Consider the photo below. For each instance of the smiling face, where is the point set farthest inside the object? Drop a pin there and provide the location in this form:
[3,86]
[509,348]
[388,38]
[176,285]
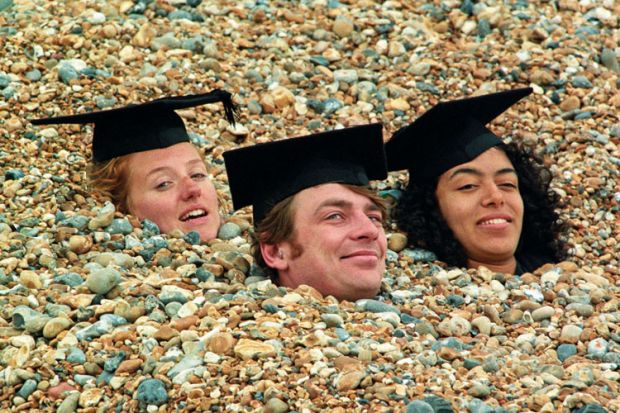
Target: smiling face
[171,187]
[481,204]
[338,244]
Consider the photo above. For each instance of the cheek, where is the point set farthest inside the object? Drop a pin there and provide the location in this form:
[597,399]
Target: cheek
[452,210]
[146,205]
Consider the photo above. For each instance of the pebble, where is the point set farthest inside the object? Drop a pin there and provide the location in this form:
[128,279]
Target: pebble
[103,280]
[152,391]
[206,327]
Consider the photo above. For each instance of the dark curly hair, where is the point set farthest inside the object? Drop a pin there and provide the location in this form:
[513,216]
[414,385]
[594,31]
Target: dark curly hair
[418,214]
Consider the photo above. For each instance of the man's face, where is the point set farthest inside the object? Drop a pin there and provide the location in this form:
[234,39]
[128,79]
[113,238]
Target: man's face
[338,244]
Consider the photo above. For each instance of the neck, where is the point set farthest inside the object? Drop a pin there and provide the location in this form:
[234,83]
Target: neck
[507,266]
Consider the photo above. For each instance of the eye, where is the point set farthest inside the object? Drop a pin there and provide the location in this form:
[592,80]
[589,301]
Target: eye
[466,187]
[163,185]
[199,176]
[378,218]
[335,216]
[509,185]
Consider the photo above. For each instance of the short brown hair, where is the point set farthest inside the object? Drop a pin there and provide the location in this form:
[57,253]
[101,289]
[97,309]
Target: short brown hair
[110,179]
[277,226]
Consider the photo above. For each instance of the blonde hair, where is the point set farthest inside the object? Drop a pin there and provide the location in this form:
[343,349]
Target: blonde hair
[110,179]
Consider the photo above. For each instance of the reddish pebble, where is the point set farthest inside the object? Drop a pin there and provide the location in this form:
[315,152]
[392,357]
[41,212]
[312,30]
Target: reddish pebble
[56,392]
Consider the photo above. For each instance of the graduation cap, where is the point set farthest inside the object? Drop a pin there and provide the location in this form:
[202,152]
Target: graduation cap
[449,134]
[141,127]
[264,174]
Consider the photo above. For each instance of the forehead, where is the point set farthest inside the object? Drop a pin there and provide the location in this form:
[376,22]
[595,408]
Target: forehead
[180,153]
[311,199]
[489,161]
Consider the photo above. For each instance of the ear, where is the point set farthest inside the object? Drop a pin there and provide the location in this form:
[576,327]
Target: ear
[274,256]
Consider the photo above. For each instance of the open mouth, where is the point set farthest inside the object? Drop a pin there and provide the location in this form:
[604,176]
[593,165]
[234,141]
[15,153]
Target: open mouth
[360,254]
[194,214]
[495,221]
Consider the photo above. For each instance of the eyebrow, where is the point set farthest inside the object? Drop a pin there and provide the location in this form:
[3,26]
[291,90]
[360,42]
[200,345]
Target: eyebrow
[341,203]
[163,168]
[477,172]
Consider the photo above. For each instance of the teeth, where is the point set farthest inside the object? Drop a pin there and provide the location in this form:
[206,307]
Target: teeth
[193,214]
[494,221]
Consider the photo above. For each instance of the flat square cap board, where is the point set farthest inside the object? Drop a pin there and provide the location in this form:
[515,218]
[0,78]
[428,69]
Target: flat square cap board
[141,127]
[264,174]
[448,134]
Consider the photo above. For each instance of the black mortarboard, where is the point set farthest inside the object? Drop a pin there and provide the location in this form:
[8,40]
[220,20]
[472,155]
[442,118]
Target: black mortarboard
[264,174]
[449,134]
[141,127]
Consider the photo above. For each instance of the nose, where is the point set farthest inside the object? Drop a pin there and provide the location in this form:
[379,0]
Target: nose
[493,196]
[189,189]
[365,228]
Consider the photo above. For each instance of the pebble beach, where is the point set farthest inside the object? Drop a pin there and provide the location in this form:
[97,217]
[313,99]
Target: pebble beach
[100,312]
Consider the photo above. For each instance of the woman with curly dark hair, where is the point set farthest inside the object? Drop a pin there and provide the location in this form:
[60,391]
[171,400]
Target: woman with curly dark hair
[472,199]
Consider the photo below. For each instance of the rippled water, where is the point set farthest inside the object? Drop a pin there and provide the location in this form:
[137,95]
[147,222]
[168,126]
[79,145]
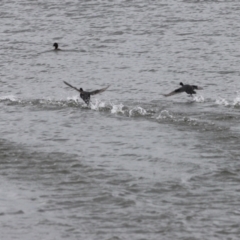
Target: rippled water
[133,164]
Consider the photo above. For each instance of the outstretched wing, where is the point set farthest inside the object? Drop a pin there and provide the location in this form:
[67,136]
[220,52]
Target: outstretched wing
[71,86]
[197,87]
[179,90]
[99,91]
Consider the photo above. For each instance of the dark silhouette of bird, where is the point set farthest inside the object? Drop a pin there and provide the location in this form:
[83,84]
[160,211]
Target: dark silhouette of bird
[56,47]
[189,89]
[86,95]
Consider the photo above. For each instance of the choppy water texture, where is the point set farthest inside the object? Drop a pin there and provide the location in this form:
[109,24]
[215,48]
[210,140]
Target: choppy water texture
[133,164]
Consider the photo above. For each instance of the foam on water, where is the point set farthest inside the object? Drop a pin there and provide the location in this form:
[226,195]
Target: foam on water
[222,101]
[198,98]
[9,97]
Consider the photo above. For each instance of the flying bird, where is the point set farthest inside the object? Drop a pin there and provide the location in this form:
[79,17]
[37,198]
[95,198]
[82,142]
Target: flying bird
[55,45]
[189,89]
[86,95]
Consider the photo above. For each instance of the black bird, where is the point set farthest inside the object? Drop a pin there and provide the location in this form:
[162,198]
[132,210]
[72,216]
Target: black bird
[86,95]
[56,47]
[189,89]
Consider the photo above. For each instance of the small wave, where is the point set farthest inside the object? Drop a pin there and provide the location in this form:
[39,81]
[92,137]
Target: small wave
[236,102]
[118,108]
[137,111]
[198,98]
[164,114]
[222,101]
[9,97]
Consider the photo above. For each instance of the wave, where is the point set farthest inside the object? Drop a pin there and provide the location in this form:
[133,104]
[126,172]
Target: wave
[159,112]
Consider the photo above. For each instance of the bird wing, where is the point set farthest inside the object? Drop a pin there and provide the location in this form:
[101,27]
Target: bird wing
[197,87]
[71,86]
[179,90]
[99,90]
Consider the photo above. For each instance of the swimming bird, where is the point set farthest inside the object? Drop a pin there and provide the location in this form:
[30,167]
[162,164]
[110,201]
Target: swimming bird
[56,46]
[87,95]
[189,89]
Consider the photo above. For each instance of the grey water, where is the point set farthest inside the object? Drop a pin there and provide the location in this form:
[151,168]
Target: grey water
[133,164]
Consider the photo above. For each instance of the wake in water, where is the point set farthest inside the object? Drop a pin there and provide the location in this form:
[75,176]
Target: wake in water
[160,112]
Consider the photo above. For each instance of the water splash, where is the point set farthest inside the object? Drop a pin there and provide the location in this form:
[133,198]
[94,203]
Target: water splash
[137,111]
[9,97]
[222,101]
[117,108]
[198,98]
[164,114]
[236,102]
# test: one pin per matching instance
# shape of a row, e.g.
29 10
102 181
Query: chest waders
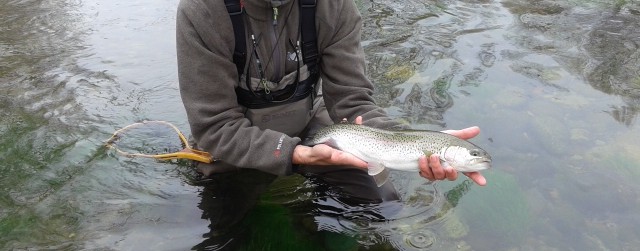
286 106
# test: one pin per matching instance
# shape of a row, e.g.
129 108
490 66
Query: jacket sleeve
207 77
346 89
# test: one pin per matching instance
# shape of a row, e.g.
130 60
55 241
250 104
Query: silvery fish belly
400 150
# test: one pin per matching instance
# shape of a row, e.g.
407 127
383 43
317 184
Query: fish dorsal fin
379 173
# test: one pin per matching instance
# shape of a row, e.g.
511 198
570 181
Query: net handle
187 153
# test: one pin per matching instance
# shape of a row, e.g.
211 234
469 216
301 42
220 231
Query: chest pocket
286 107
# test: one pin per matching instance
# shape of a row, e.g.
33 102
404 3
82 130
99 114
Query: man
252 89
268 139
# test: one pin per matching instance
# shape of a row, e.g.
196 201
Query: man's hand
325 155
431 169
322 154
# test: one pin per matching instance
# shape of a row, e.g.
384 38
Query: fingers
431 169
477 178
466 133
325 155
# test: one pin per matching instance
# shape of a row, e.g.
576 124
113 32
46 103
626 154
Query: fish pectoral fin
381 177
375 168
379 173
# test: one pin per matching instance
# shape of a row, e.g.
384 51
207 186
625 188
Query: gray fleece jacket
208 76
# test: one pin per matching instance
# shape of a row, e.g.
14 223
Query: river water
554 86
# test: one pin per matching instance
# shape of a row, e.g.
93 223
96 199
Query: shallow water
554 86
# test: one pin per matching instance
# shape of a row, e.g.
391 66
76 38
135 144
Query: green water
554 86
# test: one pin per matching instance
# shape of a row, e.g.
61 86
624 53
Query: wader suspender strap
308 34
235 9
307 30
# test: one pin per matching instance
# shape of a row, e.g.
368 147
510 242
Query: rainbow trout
■ ■ ■ ■ ■
**PROMPT**
Output only a verbatim copy of the lines spanning from the line that contains "Query: fish pectoral fin" to the end of the records above.

**THE COMPLETED TASK**
Query: fish pectoral fin
381 177
375 168
379 173
# test: one pin per matching instance
# shape of a row, e.g.
384 51
207 186
625 188
Query: gray fleece jacket
208 76
# test: one pin per matching instance
# shape of a row, e.g.
14 223
Query: river water
554 86
# test: one pin per matching instance
# shape of a row, e.g.
93 223
96 199
Query: shallow water
554 86
# test: one pin per matching instance
# shape of a row, e.g.
391 66
76 38
135 144
Query: green water
554 86
# test: one pin per matching instance
# shape of a row, e.g.
61 86
624 53
Query: wader suspender strap
308 34
235 9
307 30
# test: one pin per matching instance
# shape of a row, e.g.
368 147
510 242
Query: rainbow trout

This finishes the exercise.